··· SOURCE DATA

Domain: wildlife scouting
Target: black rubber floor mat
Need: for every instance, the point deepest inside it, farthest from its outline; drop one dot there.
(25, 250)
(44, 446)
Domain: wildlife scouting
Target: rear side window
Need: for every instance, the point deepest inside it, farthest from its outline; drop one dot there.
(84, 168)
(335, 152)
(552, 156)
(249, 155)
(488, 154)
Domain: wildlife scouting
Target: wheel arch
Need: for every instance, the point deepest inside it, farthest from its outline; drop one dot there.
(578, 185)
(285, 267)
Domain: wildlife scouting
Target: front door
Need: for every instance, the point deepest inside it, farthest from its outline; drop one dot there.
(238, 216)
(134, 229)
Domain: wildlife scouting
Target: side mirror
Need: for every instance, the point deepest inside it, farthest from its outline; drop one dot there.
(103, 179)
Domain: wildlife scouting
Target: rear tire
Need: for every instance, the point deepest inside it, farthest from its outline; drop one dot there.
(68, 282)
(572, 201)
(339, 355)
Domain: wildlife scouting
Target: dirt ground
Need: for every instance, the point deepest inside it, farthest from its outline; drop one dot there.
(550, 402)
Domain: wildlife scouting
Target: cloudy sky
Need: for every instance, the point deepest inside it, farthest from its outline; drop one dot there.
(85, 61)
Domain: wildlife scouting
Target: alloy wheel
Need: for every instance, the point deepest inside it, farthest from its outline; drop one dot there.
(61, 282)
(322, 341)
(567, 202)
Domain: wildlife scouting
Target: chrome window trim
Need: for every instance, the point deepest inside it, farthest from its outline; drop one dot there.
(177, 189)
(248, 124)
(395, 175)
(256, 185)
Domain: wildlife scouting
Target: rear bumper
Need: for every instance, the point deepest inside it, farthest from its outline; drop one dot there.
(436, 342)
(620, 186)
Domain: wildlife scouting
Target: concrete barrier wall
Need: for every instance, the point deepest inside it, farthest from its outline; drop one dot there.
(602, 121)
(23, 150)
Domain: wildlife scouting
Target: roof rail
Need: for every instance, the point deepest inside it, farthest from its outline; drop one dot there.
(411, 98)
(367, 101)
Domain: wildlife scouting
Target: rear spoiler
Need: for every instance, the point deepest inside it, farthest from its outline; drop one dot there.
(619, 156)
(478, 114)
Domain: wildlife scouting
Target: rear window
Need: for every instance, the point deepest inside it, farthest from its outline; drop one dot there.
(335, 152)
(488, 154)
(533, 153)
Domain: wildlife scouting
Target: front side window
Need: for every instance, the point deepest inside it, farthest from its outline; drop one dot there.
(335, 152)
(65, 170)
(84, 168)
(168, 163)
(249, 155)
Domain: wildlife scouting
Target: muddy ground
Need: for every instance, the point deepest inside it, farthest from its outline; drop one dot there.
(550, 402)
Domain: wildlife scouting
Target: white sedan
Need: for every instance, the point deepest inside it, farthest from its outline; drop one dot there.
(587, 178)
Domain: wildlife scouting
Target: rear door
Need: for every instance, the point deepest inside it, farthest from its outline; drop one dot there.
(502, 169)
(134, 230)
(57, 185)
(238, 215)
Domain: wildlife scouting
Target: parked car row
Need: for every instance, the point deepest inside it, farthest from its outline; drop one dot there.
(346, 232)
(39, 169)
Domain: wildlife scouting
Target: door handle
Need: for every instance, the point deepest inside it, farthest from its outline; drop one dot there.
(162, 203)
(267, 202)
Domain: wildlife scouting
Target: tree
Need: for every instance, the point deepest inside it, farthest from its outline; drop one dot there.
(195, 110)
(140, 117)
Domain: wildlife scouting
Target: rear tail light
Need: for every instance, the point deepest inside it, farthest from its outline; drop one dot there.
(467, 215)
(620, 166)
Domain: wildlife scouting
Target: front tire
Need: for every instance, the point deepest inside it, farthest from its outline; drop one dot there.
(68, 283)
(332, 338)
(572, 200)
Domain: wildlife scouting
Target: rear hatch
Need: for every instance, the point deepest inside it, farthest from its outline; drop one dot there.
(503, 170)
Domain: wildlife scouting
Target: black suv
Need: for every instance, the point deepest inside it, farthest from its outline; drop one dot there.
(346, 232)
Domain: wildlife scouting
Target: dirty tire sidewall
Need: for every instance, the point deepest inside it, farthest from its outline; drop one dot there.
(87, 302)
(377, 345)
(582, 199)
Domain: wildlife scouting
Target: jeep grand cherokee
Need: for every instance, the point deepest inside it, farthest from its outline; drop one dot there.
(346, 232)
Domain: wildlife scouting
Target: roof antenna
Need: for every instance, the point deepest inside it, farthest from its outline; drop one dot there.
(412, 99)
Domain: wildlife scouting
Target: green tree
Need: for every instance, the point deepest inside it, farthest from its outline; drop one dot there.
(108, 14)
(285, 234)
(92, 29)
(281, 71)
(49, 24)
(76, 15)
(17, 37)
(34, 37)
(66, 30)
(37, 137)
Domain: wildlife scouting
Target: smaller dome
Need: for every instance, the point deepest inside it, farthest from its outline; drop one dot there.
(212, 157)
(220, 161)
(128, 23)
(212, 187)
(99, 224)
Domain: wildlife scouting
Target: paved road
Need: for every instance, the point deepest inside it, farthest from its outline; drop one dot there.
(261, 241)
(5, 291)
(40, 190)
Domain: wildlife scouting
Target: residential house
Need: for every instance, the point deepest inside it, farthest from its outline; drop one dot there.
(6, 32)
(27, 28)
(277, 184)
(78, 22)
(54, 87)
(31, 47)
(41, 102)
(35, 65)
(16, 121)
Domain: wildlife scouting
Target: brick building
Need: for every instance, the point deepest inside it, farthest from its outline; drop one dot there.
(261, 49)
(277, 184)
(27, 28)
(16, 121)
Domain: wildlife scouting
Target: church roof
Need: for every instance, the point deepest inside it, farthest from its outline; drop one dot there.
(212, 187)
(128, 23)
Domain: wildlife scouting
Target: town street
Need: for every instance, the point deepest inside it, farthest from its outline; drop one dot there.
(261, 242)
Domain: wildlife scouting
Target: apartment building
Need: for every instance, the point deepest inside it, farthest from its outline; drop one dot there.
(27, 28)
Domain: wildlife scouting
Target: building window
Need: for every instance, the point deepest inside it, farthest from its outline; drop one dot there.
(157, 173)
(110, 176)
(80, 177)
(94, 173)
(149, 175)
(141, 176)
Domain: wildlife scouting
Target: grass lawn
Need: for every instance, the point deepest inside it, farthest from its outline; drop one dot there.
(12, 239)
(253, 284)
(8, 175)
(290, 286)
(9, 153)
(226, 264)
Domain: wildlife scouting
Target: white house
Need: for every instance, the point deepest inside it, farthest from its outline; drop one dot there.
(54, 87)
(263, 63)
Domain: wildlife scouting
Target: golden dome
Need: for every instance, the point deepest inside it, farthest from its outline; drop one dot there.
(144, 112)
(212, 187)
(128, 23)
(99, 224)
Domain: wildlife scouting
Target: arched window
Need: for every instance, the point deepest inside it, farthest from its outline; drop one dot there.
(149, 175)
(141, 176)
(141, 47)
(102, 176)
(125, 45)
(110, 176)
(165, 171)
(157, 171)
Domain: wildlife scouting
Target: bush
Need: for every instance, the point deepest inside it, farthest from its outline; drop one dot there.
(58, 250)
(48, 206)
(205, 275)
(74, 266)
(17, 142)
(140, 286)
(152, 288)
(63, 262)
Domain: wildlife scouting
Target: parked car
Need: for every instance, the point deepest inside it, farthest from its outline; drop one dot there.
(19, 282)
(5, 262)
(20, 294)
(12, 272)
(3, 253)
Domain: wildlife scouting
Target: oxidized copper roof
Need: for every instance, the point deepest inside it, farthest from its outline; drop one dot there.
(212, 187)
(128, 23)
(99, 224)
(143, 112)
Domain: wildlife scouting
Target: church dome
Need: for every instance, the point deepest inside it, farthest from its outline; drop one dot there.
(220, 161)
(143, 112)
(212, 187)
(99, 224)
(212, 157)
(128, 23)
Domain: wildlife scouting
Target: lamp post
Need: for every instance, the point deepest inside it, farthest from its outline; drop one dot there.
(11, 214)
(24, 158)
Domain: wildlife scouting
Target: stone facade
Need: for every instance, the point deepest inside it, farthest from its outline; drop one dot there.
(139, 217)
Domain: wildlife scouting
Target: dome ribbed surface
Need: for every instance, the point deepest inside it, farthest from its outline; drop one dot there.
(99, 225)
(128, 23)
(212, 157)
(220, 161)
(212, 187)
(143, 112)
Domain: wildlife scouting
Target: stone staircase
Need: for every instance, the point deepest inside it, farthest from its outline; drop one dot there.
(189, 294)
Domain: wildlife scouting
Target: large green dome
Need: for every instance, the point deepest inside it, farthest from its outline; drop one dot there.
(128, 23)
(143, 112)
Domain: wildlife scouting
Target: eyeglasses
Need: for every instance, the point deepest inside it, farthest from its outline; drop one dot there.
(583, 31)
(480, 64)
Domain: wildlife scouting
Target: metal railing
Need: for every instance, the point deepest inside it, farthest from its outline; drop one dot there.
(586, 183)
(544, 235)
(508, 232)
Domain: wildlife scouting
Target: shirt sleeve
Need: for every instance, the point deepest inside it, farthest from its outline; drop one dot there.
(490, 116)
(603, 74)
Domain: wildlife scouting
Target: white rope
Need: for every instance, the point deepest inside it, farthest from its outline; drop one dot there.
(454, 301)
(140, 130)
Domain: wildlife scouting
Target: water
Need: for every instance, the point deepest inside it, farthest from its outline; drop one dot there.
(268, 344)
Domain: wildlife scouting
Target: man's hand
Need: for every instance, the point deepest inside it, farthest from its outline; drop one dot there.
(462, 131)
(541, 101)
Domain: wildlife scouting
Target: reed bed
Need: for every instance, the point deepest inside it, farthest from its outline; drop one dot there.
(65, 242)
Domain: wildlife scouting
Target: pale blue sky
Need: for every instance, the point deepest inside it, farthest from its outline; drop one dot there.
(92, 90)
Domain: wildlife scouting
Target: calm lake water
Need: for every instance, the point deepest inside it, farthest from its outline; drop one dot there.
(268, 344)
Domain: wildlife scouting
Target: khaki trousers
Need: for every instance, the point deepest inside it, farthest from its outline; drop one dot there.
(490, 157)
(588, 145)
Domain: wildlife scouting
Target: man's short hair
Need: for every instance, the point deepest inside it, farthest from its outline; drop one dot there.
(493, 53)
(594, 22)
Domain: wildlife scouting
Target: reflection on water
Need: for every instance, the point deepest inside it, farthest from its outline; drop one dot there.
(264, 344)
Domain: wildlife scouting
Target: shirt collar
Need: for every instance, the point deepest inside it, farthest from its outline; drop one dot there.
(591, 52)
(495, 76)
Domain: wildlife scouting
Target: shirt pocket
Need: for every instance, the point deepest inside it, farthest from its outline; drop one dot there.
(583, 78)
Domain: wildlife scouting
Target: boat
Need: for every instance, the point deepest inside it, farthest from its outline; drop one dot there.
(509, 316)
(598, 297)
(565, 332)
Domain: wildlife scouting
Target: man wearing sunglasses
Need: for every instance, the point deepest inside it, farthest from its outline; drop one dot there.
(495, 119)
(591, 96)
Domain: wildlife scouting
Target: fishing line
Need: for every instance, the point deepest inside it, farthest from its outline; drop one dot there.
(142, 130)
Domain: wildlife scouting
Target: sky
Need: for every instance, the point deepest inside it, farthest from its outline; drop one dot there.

······

WHAT YOU ARE ASKED TO DO: Repeat only what lies between the first line of the data and the line containing "Target: alloy wheel", both of those lines included, exactly as it stands.

RESPONSE AREA:
Domain: wildlife scouting
Target: black rubber floor mat
Need: for every instance, the point deepest inside it, farthest from its outline; drop one dot there.
(25, 250)
(44, 446)
Domain: wildlife scouting
Target: rear side window
Need: for every instance, the point deepest inside it, farthest from its outline; drop one dot there.
(84, 168)
(335, 152)
(552, 156)
(249, 155)
(488, 154)
Domain: wildlife scouting
Target: wheel arch
Need: for every instance, the point deepest inside it, farthest from its outline; drop one dot there.
(578, 185)
(285, 267)
Domain: wildlife scouting
Target: front door
Need: for every instance, the point deepest inside it, farthest from its outline; drop one dot there.
(238, 216)
(134, 229)
Domain: wildlife scouting
Target: side mirror
Need: for every instance, the point deepest inside it, farthest from its outline; drop one dot there.
(103, 179)
Domain: wildlife scouting
Target: rear tire
Need: for every instance, the point deepest inside it, farthest from its outline; drop one dot there.
(68, 282)
(572, 201)
(339, 355)
Domain: wildlife scouting
Target: dirt ground
Need: for every instance, the point deepest inside it, farthest from its outline; drop one dot there.
(550, 402)
Domain: wildlife scouting
Target: cloudy sky
Need: for every instance, the point deepest inside it, farthest from its outline; drop one dot there.
(85, 61)
Domain: wildlife scouting
Target: alloy wheel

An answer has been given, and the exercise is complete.